* begin EXERCISE MATERIALS *

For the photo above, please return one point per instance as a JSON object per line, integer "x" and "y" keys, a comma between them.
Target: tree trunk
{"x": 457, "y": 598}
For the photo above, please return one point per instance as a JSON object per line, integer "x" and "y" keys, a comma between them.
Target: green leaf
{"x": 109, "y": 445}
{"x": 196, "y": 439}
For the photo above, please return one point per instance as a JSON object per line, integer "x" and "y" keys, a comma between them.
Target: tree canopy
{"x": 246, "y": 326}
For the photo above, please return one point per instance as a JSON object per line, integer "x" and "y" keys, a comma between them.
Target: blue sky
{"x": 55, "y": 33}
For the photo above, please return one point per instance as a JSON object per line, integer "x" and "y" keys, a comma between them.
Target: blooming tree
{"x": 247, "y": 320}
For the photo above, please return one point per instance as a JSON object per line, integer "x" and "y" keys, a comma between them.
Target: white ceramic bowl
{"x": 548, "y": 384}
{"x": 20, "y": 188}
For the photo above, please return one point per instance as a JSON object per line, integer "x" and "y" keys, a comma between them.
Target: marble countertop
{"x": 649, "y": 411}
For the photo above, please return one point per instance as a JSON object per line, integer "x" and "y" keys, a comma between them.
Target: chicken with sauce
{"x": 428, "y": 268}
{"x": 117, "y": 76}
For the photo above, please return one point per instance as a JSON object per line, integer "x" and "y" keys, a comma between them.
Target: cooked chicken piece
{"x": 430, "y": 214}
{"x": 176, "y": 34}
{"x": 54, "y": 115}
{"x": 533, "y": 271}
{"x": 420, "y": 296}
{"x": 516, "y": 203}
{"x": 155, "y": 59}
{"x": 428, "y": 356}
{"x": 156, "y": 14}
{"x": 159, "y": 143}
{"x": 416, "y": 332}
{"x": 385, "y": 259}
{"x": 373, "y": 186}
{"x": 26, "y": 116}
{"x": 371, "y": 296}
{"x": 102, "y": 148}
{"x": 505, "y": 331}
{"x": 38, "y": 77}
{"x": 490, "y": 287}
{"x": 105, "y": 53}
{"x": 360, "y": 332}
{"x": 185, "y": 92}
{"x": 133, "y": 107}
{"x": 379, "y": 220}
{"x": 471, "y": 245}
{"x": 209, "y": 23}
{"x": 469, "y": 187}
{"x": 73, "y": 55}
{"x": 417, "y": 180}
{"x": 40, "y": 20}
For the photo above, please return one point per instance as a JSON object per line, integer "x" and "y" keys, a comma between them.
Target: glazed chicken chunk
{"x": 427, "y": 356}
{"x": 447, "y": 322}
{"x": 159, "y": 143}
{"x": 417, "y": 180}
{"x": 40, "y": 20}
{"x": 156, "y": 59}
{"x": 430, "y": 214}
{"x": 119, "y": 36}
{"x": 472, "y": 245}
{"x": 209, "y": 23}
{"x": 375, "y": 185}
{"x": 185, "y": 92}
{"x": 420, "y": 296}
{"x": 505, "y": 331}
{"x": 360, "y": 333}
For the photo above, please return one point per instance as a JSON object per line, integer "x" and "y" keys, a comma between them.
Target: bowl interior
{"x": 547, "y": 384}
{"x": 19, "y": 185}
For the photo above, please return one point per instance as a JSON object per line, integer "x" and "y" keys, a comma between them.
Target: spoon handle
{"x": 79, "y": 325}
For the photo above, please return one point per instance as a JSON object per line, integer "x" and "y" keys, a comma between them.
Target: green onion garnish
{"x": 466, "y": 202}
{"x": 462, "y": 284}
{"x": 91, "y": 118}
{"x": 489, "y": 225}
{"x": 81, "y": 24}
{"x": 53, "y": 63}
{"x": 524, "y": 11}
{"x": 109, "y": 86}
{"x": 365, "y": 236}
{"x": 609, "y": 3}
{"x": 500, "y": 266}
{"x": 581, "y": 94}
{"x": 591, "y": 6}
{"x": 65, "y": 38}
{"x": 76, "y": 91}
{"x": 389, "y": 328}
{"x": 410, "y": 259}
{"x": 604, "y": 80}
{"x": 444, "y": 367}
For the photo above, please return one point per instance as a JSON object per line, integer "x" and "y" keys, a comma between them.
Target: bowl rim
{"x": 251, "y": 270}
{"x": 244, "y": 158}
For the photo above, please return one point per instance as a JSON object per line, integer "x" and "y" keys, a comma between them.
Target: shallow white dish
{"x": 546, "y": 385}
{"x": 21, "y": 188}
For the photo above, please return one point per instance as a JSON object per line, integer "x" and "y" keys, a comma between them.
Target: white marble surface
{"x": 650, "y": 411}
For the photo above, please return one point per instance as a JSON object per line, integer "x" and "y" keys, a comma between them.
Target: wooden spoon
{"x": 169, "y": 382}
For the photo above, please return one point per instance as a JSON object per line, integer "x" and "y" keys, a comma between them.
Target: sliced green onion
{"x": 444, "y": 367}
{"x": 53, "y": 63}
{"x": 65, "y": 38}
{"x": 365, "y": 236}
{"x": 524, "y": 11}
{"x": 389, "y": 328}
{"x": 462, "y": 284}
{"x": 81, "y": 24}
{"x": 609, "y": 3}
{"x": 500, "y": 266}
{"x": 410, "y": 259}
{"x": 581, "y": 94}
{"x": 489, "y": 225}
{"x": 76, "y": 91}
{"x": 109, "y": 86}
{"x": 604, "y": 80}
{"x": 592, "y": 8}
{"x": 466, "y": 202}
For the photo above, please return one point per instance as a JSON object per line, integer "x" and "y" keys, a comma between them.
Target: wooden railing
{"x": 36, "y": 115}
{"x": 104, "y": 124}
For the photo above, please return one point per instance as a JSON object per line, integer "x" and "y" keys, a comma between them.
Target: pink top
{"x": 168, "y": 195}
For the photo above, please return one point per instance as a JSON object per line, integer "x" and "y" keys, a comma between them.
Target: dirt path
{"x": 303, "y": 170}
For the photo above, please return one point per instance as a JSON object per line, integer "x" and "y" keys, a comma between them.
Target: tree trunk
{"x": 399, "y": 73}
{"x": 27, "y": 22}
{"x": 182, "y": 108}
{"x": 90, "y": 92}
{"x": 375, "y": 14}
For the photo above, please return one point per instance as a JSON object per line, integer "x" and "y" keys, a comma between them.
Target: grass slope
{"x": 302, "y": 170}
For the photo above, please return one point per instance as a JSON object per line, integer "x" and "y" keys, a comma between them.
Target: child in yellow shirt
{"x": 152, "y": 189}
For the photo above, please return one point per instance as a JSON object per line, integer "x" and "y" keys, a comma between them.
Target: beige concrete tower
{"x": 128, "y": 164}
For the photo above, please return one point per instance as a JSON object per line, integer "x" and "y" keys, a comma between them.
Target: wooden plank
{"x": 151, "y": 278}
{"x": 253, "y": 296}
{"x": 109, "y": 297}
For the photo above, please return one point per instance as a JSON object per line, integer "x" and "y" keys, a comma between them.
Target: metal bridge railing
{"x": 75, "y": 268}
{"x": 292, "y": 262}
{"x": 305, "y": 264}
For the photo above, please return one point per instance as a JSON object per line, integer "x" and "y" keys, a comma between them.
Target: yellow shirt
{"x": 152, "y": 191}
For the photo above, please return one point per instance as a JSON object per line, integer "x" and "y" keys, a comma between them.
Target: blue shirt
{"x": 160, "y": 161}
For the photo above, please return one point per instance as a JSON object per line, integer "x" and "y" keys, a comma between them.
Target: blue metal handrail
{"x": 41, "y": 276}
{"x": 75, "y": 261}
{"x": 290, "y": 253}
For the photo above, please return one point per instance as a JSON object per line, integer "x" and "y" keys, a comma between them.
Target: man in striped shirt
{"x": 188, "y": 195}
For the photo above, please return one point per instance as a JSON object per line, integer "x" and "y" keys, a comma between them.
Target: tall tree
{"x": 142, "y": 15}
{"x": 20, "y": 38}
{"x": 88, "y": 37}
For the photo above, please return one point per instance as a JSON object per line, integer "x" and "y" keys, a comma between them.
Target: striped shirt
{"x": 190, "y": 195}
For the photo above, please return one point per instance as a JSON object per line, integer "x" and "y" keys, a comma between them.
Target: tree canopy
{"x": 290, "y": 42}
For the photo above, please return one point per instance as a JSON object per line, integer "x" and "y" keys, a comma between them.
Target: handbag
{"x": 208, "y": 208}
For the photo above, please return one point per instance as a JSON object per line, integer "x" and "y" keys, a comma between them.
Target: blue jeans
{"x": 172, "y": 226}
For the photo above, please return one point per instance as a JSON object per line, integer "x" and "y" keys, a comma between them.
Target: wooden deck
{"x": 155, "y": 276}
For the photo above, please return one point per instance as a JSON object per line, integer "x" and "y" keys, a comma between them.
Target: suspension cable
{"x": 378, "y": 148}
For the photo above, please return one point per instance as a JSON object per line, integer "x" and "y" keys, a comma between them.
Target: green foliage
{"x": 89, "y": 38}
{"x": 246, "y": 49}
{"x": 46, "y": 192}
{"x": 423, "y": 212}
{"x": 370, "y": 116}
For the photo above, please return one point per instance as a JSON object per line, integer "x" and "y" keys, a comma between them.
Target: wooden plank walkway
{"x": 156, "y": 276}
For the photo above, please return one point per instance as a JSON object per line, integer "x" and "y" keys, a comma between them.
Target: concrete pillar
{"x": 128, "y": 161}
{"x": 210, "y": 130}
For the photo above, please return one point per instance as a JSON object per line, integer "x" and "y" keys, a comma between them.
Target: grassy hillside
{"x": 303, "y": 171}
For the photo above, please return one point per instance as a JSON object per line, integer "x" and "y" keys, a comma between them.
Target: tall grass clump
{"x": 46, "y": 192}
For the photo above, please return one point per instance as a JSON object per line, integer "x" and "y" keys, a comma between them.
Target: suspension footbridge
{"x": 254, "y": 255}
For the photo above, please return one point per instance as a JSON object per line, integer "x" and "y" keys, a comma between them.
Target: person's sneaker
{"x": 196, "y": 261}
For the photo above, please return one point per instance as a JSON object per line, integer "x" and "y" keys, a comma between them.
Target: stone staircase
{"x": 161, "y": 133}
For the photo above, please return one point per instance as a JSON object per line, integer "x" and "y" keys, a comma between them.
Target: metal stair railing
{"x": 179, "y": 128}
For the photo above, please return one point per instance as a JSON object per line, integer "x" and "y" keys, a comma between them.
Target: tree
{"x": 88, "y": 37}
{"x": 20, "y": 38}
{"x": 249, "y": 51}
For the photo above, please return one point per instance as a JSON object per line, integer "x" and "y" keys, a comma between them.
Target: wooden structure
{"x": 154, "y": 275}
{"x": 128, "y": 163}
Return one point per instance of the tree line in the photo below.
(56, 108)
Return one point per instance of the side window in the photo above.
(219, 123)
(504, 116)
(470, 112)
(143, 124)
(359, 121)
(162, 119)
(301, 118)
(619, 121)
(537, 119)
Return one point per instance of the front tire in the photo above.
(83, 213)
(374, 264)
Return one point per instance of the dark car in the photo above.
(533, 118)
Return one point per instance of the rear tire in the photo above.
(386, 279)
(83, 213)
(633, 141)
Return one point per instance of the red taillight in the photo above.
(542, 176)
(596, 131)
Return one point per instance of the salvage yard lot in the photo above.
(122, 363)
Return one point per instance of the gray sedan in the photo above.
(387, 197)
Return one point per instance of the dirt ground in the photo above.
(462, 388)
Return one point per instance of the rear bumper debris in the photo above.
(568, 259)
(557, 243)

* end EXERCISE MATERIALS *

WRITTEN REQUEST: Copy exactly the lines from the one containing "Return one point per instance of the tree" through the last line of the records, both included, and nothing else.

WRITTEN SOLUTION:
Return one point per instance of the tree line in the photo below.
(56, 108)
Return one point per instance of the side window in the photo above.
(219, 123)
(504, 116)
(470, 112)
(143, 124)
(359, 121)
(162, 119)
(301, 118)
(619, 121)
(537, 119)
Return one point per instance of the front tire in the photo above.
(83, 213)
(374, 264)
Return one point per instance of the dark car in the photo above.
(533, 118)
Return one point per instance of the rear tire in the photo above.
(386, 279)
(83, 213)
(633, 141)
Return one point per instance of the red taillight in the photo above.
(542, 176)
(596, 131)
Return one point per instance of the salvage yard lot in the photo above.
(122, 363)
Return one point per instance of the gray sedan in the photo above.
(387, 197)
Return one point per instance of the dirt ground in the photo above.
(462, 388)
Return one point per instance of the rear bumper debris in the photo above.
(568, 259)
(557, 243)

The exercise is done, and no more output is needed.